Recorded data
==========

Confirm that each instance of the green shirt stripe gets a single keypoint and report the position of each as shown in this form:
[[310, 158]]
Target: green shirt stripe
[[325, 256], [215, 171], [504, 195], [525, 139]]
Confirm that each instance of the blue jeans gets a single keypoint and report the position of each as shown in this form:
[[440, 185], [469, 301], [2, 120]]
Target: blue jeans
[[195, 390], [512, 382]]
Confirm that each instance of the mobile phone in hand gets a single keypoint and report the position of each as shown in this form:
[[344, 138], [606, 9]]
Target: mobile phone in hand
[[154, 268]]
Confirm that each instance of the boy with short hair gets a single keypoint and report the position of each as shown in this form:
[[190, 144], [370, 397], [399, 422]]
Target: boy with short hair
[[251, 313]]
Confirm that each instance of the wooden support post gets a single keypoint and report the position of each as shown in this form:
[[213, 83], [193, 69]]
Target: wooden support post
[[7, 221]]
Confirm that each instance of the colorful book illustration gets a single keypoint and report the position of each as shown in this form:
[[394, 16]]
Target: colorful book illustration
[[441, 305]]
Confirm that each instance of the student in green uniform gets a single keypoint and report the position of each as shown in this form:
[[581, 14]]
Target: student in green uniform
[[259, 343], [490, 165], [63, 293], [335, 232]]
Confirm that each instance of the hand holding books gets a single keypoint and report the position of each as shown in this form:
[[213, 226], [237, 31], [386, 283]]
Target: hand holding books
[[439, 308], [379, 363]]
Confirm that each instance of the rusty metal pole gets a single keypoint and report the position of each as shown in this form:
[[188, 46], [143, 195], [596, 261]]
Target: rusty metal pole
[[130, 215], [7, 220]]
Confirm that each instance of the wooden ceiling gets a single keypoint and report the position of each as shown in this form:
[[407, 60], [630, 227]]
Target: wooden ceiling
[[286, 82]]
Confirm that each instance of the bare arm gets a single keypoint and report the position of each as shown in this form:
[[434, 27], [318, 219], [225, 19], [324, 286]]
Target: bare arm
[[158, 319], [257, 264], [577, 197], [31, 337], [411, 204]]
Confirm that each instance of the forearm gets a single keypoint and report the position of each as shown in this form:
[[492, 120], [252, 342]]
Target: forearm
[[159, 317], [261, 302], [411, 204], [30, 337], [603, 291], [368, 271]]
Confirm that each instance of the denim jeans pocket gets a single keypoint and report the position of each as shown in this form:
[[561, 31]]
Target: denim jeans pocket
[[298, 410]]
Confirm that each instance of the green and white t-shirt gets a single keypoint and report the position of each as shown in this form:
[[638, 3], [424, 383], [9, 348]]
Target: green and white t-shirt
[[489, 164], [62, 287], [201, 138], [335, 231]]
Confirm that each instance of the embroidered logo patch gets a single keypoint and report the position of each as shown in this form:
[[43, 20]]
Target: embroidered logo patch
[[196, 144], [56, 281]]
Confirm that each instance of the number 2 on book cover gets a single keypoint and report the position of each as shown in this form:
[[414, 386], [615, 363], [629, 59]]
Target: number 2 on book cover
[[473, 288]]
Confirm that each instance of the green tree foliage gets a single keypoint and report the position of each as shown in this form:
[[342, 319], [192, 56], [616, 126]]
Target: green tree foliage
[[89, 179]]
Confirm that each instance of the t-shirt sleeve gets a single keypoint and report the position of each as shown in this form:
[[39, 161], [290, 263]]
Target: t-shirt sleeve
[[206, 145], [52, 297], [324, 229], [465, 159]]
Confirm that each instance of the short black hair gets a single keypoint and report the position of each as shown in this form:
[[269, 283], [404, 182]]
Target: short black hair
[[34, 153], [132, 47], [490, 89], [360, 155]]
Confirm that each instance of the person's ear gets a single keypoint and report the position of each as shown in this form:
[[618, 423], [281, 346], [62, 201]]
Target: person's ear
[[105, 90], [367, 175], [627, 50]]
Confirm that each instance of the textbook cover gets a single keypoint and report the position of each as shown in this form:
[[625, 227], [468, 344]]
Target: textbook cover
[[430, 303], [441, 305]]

==========

### Work to be completed
The line containing "[[269, 283], [404, 182]]" marks where to begin; the last line of the records marks where to stop. Copy both and all between, exactly.

### Result for this exercise
[[269, 283], [404, 182]]
Target: short black hair
[[34, 153], [132, 47], [490, 89], [360, 155]]
Confirm that each instance of the person's ear gets a single keypoint and report the position of each as shown in this form:
[[618, 423], [281, 346], [62, 201]]
Target: person's ear
[[105, 90], [367, 175], [627, 50]]
Confirm that each instance of the textbook cover gets a single keypoint and report the position of each as shown in this form:
[[625, 227], [468, 344]]
Target: textbook cover
[[430, 303], [441, 305]]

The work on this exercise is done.